• [WHAT TO DO]
A - In the article on music and Alzheimer's, which type of familiar music is given as an example of what helps seniors feel "at home"?
B - Continue the article on music and Alzheimer's from the point where it stops, keeping its subject and tone.

Music and Alzheimer's: Breathing Life into Seniors One Note at a Time

By March 10, 2014Dementia

So you’re driving home in rush hour traffic, incessantly tapping your fingertips against the hot leather of the steering wheel. With all these cars packed on the interstate like sardines, you’ve only driven about 20 feet in the last hour. This is, to say the least, frustrating. You’re 60 seconds away from having a meltdown and then it happens; your favorite tune comes on the radio and you feel better almost instantaneously. Suddenly, you feel alive and ready to take on the world. That’s the power of music; a universal language that experts now say can help improve the lives of Alzheimer’s patients.

Music Speaks to the Soul

Without words or conversation, music can make you experience emotions that are often buried. It’s able to perfectly illustrate feelings in a way that would be impossible using any other type of expression. Music allows your mind to enjoy a sense of calm. Certain songs can either represent your heartache or help to heal it. Music penetrates the soul. Taking a lead from those benefits, experts set out to see if music could help seniors with Alzheimer’s in some fashion. What they found was promising, to say the least.

Music is able to activate a part of the brain that actually remains active, despite the presence of dementia. Music seems to cut through the Alzheimer’s, calming seniors and improving their social skills. In fact, when seniors hear music that is familiar, such as big band, they are more likely to feel “at home.” Some experts have even alluded to the fact that music could potentially decrease a senior’s need to take mood altering medications to combat depression.

• [PROVIDED INFORMATION]
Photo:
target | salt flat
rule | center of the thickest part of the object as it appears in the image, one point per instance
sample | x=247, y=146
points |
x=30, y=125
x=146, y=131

• [RESPONSES]
A - Big band music.

B -
Making Memories

Brandon Ally, a neuroscientist from Boston University, and a group of peers wanted to take their music and Alzheimer’s research to new heights. They tested a group of 13 people previously diagnosed with early-stage Alzheimer’s and another healthy 14 adults of the same age. Each participant was shown the lyrics of 40 unique songs.

Seniors diagnosed with dementia could recognize 40 percent of the songs that were sung aloud, while they recognized 28 percent of the songs whose lyrics were spoken aloud without accompanying music. Researchers believe that seniors in the Alzheimer’s group were utilizing on parts of the brain not affected by early memory loss that may respond to music. In essence, they were making new memories with the help of music.